_Material shown:_
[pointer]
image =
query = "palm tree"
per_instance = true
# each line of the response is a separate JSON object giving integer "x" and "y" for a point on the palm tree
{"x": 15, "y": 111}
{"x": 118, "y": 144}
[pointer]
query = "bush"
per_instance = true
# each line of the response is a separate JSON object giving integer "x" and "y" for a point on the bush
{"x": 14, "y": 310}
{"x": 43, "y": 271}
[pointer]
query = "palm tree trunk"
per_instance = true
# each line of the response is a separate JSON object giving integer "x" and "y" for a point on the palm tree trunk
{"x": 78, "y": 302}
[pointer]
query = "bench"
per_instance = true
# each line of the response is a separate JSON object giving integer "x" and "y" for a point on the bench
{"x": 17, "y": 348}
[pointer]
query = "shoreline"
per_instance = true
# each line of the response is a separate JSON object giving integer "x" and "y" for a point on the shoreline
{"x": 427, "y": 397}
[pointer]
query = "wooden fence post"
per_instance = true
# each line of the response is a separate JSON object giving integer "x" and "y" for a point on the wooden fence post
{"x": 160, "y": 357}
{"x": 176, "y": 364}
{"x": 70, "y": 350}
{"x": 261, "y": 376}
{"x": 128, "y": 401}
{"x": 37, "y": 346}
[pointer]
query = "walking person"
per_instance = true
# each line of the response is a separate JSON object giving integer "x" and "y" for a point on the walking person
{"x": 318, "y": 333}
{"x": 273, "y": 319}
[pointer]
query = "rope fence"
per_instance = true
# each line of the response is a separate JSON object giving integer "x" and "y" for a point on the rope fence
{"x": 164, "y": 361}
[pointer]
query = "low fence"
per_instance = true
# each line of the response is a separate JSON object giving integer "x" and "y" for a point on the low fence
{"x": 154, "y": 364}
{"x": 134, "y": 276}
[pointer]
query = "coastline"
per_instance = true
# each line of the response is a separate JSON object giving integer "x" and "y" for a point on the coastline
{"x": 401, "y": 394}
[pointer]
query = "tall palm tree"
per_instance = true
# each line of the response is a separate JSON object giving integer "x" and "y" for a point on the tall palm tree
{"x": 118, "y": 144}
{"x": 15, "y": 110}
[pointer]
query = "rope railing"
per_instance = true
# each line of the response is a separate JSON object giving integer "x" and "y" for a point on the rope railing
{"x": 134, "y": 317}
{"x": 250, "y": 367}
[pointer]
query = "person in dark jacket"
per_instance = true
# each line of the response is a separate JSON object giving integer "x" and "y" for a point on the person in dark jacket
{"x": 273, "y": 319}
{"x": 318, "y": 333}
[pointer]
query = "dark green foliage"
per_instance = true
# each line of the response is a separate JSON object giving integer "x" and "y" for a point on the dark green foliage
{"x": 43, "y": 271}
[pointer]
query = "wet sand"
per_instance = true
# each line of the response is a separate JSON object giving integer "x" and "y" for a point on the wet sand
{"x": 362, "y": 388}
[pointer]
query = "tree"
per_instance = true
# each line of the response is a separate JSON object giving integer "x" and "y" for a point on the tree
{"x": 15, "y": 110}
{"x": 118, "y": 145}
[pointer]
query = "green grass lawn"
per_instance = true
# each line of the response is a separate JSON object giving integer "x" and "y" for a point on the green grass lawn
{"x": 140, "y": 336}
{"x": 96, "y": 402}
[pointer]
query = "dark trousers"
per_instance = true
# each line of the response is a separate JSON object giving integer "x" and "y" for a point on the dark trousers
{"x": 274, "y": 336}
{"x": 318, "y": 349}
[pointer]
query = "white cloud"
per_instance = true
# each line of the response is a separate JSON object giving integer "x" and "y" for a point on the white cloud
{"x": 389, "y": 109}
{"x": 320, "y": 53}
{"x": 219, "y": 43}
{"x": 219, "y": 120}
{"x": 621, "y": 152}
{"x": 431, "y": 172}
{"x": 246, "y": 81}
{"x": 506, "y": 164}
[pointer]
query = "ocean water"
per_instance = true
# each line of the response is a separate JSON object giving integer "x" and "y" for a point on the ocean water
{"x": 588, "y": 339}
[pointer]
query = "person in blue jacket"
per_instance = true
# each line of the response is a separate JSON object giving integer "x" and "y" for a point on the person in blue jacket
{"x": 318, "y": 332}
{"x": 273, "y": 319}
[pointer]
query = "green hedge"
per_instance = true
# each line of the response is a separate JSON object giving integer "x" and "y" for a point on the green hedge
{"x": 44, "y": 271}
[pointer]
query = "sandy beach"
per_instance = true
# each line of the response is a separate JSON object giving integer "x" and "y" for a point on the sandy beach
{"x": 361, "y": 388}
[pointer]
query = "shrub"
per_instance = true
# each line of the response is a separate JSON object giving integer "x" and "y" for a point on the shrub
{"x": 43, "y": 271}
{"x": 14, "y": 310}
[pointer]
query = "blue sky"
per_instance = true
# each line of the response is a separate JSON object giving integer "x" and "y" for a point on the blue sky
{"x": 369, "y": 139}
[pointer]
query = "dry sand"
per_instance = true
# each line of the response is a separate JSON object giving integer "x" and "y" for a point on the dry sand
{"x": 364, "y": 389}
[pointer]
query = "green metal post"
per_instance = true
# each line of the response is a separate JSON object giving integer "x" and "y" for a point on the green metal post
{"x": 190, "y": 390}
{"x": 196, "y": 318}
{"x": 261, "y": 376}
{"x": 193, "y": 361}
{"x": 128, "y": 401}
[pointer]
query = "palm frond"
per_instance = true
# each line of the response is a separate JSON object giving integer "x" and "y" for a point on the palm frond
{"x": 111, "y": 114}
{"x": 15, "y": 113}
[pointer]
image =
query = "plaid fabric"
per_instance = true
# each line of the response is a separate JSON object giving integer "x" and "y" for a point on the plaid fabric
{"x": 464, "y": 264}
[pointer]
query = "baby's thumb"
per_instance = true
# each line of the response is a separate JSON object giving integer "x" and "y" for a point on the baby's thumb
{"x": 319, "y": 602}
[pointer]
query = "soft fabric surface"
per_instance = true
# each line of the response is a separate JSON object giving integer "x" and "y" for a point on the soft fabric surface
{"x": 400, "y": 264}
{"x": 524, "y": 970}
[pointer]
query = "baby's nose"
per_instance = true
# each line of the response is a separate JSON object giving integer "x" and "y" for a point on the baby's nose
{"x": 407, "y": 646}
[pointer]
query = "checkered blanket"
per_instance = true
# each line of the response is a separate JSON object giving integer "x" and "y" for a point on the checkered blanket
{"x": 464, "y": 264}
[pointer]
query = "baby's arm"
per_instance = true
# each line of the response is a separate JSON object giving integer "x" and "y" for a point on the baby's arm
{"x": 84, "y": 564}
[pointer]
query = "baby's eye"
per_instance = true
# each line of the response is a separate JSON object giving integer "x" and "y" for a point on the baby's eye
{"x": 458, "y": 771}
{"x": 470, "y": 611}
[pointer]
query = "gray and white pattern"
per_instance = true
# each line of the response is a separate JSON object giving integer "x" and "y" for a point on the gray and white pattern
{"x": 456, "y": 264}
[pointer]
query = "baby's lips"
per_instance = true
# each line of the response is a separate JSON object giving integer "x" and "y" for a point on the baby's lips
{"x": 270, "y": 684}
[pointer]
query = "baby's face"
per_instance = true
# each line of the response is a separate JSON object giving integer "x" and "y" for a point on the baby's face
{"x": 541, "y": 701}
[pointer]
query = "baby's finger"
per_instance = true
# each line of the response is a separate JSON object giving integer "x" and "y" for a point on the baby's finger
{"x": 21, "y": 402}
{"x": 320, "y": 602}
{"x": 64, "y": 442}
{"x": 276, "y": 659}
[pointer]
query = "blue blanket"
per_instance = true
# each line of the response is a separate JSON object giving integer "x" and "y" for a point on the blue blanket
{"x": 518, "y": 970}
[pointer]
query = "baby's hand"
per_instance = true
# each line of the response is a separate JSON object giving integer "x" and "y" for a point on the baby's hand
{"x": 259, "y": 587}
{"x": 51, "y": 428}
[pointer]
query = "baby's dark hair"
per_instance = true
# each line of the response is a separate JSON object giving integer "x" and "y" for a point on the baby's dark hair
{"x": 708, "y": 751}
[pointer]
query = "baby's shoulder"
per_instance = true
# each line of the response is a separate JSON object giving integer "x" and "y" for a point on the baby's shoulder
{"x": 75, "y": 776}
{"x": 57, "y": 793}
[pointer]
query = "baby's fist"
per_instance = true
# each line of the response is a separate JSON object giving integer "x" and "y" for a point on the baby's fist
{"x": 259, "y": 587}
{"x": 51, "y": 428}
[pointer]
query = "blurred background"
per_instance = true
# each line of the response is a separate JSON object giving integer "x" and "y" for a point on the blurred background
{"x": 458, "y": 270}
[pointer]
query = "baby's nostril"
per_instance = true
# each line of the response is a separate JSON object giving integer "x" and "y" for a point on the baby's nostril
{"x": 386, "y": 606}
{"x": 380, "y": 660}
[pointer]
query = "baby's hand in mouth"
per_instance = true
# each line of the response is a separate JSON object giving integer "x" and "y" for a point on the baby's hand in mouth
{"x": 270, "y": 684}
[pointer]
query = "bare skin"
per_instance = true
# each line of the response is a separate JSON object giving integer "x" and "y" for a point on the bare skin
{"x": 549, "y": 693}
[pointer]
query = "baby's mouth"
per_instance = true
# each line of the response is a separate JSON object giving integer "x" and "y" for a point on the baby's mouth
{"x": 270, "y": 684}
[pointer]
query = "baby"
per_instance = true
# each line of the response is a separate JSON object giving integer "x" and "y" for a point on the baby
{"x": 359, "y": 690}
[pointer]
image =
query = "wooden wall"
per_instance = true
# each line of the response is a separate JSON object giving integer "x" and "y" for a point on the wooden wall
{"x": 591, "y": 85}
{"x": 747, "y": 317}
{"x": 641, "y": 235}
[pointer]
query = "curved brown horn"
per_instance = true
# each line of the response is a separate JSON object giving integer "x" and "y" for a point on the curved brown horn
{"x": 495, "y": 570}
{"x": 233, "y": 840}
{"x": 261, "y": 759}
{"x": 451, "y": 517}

_Set exercise:_ Report each line above that contains the word "surface".

_Written response:_
query = "soft fabric surface"
# each line of the response is a separate JSON object giving integer "x" and "y" for a point on the soft fabric surface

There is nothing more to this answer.